Brandeis doctoral programs rate high in national survey

National Research Council notes strength of neuroscience, American history, biochemistry and English and American literature

Brandeis graduate research programs in the sciences, history and literature are among the finest in the United States, according to an extensive, in-depth evaluation conducted by the National Research Council and released this fall.

Neuroscience, American history, biochemistry and English and American literature all were rated among the top programs in their fields. Mathematics and music were also rated highly.

The full NRC report took into account data from more than 5,000 programs in 62 fields at 212 universities nationwide.

Exact rankings were not calculated, so there is no number one-two-three in any given field. Instead programs were given a range of ratings on two separate scales. The different scales reflect different weightings given to 20 underlying evaluation factors, which include the publication record of program faculty, the diversity of faculty and students, the performance of students and the resources students are given.

Dean of Arts and Sciences Adam Jaffe said that the results "validate the strength of our commitment to scholarship and to graduate education. Across the humanities, social sciences, sciences and arts, we are offering Ph.D. programs that compare favorably with those of many larger universities."

"It is a testament to the quality and dedication of our faculty," Jaffe said. "I am pleased to have the strength of these programs confirmed by the National Research Council."

The neuroscience Ph.D. program was found to be among the most elite programs in the country, in the company of MIT, Harvard and Stanford.

Natural-language object grounding data
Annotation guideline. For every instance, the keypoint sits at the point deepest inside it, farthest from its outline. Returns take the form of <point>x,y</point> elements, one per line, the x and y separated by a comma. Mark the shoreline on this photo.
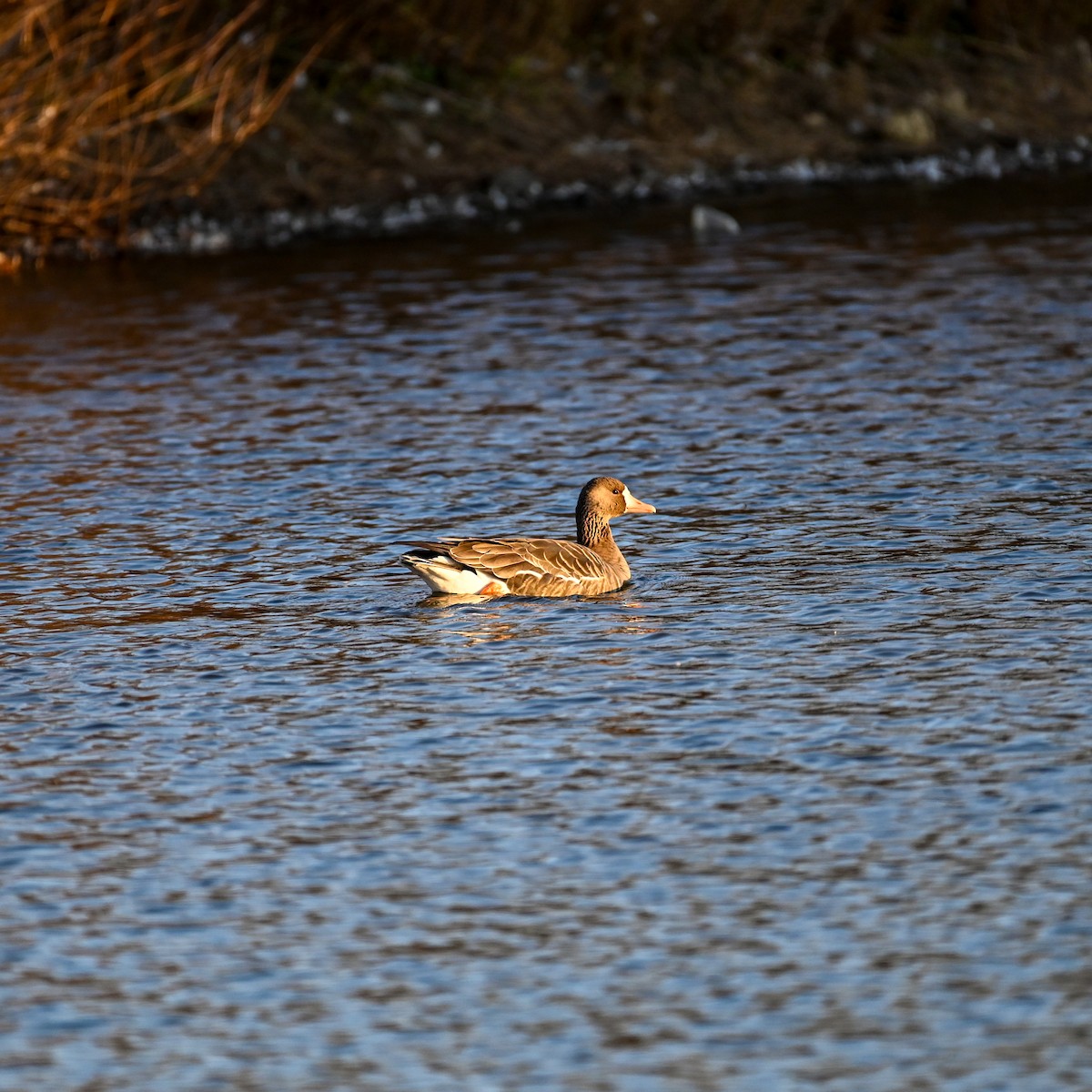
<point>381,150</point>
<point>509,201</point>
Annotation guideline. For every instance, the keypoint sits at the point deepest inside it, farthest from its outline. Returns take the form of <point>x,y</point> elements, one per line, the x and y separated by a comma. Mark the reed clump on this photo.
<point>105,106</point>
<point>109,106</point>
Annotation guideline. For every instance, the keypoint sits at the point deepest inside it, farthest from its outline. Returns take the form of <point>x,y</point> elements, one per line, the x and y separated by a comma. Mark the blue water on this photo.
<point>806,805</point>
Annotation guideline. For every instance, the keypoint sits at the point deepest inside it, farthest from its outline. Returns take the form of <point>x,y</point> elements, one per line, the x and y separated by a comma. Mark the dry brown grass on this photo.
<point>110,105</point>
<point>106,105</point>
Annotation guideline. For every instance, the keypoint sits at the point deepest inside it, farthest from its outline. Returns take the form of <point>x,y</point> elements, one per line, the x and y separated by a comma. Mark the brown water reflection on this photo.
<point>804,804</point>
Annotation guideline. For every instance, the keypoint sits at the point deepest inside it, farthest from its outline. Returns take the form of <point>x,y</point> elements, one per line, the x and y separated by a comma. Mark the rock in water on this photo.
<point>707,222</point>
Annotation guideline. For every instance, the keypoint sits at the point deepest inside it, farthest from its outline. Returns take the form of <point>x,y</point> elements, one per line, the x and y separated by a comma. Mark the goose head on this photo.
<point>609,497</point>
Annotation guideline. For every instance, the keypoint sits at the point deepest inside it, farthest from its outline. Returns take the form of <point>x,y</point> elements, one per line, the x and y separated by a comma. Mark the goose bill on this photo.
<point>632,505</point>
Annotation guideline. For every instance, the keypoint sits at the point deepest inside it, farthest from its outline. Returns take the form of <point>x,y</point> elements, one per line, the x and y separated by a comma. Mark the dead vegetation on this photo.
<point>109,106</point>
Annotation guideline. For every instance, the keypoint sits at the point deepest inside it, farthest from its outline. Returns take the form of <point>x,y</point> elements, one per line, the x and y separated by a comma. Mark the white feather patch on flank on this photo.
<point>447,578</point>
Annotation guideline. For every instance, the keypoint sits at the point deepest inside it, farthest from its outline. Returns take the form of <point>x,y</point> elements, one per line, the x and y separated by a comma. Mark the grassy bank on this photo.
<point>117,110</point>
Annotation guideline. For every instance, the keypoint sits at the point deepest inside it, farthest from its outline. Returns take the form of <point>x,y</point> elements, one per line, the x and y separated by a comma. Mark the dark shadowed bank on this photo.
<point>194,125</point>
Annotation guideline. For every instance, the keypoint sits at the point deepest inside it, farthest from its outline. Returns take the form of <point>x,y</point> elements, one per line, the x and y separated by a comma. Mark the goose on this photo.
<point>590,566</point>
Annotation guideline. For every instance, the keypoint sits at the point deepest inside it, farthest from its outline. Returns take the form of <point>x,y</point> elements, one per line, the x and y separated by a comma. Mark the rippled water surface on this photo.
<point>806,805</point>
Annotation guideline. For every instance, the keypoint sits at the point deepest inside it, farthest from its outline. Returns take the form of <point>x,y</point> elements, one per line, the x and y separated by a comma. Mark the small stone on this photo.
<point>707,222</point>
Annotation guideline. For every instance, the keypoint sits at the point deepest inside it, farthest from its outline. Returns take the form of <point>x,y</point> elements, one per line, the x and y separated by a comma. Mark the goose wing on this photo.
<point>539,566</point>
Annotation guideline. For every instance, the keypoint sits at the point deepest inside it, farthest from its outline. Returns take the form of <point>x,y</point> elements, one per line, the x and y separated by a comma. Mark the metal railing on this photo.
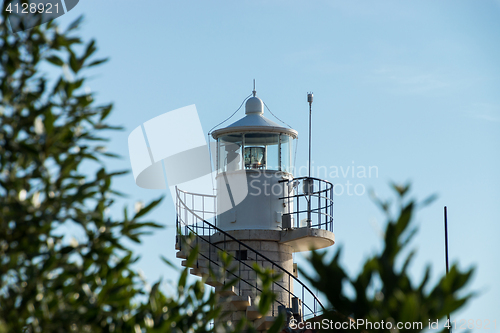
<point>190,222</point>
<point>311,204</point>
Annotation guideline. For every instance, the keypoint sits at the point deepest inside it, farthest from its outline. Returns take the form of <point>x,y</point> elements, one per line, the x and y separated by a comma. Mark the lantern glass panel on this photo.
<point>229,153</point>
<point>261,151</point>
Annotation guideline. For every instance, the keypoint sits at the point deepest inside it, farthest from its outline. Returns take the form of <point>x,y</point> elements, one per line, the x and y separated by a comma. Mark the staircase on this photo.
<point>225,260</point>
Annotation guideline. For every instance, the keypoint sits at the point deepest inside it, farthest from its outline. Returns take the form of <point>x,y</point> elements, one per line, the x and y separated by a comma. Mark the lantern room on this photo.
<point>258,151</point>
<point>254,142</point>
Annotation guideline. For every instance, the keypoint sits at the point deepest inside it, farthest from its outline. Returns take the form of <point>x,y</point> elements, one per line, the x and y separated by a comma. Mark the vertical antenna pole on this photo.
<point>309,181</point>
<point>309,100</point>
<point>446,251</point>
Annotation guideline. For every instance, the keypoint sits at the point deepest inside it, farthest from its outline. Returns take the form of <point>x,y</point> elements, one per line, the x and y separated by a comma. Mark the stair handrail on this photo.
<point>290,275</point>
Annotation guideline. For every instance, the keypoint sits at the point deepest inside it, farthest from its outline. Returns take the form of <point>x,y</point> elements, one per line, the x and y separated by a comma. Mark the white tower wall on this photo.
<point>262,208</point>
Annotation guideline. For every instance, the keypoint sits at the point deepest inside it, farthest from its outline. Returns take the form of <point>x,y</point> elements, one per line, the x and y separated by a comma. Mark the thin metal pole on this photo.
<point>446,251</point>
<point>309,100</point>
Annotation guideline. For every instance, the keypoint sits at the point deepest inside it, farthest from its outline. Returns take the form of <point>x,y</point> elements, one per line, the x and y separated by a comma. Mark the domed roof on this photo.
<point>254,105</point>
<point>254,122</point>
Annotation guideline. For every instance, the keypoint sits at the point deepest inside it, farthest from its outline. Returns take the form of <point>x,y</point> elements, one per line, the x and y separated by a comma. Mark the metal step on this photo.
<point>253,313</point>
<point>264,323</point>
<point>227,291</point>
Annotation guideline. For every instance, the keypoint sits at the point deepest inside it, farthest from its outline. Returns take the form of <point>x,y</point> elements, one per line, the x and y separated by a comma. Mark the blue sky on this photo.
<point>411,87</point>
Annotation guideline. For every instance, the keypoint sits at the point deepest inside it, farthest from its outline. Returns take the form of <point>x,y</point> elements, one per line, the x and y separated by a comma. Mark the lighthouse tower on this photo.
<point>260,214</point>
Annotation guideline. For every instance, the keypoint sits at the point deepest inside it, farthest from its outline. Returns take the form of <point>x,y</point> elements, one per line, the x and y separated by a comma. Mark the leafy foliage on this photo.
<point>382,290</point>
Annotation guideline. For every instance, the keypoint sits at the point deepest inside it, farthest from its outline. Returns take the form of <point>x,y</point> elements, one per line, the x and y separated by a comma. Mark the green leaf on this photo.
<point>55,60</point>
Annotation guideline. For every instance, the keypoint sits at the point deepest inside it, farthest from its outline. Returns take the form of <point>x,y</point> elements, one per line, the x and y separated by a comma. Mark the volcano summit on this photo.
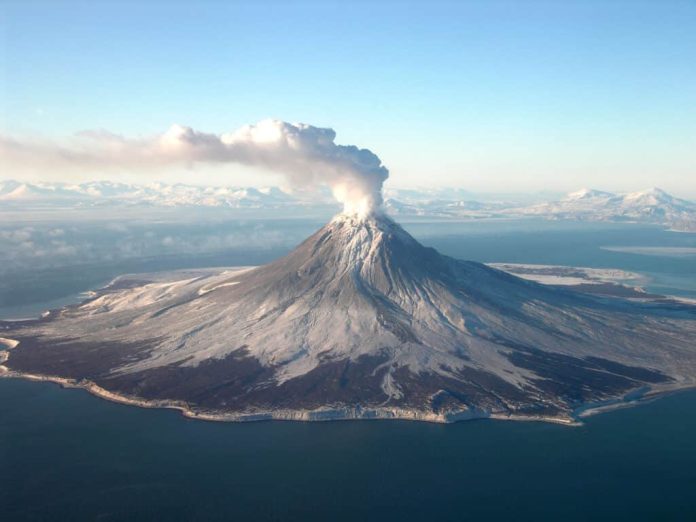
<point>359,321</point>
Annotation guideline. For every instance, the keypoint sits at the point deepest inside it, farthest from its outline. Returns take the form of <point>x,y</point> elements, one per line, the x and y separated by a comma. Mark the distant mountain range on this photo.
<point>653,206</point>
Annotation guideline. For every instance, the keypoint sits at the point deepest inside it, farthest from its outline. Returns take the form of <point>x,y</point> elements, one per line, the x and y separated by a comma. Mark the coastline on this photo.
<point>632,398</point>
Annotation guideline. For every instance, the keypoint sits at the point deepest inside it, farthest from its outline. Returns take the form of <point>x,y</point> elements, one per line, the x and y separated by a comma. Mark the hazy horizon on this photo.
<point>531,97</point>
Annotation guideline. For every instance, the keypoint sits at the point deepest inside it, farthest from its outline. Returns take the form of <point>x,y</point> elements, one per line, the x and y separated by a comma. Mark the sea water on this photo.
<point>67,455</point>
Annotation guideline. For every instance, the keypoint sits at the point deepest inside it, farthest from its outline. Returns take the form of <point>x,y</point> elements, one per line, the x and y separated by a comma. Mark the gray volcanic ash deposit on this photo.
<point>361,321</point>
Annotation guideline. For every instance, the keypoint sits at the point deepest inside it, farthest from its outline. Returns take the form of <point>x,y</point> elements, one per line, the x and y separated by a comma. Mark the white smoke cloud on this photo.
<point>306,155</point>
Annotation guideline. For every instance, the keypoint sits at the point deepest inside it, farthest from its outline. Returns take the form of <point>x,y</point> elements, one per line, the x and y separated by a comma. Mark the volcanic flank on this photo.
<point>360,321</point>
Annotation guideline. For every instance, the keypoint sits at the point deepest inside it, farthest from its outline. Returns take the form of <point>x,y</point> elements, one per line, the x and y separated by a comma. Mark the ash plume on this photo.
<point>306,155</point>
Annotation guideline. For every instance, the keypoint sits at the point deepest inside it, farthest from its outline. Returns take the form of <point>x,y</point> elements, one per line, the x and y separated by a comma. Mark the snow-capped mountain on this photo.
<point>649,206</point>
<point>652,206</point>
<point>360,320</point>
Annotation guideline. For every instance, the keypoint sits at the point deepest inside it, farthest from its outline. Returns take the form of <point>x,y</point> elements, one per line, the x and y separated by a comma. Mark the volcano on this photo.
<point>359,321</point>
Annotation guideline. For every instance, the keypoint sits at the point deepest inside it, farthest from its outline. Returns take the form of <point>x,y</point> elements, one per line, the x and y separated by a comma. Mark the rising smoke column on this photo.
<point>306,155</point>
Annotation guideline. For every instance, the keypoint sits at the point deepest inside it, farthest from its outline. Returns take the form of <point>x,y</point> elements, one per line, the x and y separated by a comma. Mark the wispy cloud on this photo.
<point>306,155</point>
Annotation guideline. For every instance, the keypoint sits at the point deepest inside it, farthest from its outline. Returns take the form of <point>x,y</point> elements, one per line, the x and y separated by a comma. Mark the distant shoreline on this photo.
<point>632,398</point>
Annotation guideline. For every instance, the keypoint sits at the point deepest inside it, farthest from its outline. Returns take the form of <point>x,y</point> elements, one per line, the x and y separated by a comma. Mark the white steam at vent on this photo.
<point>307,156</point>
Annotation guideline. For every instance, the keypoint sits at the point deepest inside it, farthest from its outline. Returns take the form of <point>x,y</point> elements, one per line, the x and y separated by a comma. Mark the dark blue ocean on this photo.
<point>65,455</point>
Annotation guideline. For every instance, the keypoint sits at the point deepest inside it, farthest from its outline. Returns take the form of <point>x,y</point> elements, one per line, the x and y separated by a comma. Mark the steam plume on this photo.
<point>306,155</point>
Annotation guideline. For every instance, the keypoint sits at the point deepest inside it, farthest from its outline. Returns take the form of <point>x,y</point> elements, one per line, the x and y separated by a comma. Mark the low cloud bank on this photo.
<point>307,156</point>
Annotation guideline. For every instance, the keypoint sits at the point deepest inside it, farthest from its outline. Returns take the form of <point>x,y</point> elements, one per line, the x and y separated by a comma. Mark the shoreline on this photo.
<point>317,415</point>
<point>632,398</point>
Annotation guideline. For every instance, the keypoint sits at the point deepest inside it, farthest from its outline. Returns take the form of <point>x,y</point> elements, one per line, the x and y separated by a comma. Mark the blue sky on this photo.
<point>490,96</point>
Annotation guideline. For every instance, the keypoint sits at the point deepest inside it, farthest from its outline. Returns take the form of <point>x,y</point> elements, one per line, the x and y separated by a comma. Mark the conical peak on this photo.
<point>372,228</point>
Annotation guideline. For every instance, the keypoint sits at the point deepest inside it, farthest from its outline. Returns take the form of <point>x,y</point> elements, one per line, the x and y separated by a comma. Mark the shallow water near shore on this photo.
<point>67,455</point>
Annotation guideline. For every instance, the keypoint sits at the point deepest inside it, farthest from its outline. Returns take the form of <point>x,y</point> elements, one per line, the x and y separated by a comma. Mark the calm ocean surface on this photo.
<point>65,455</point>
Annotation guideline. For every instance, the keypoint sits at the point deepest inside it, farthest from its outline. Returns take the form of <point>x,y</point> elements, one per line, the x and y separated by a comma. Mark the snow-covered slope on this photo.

WHAT TO WORK ON:
A - In the article on Brandeis doctoral programs, can you update the stretch from "Brandeis graduate research" through "released this fall." so that "finest" becomes "strongest"?
B - In the article on Brandeis doctoral programs, how many universities did the full NRC report draw data from?
C - Can you pick up the article on Brandeis doctoral programs after its last sentence and carry it on?

ANSWER SECTION:
A -
Brandeis graduate research programs in the sciences, history and literature are among the strongest in the United States, according to an extensive, in-depth evaluation conducted by the National Research Council and released this fall.

B - 212 universities

C -
"We are exceptionally pleased but not that surprised by the NRC report," said Professor Eve Marder, head of the Division of Science at Brandeis and past president of the Society for Neuroscience. "While Brandeis is much smaller than most of our peer institutions, we have an extraordinary faculty in neuroscience."

Brandeis University was one of the first institutions in the country to establish an undergraduate neuroscience major. Its Ph.D. program draws on 28 faculty members from four academic departments.

Professor Jane Kamensky, chair of the Department of History, said she was delighted that Brandeis' American history Ph.D. program placed among the top history programs in the country. In one of the two overall ranking methods, this program was ranked ahead of Yale, Stanford and the University of California at Berkeley. 

"Despite being one of the smallest programs in the country Brandeis was ranked highly for faculty research intensity, student support and student professional success," Kamensky said. "Our students enjoy the academic and professional activities of the very best programs, programs mounted by departments with many more faculty. Even the overall diversity of the student body, never easy to achieve in doctoral programs in the humanities and social sciences, was highly ranked compared to competing programs."

The NRC functions under the auspices of the National Academy of Sciences (NAS), the National Academy of Engineering (NAE), and the Institute of Medicine (IOM). All are part of a private, nonprofit institution that provides science, technology and health policy advice under a congressional charter originally granted to the NAS and signed by President Abraham Lincoln in 1863.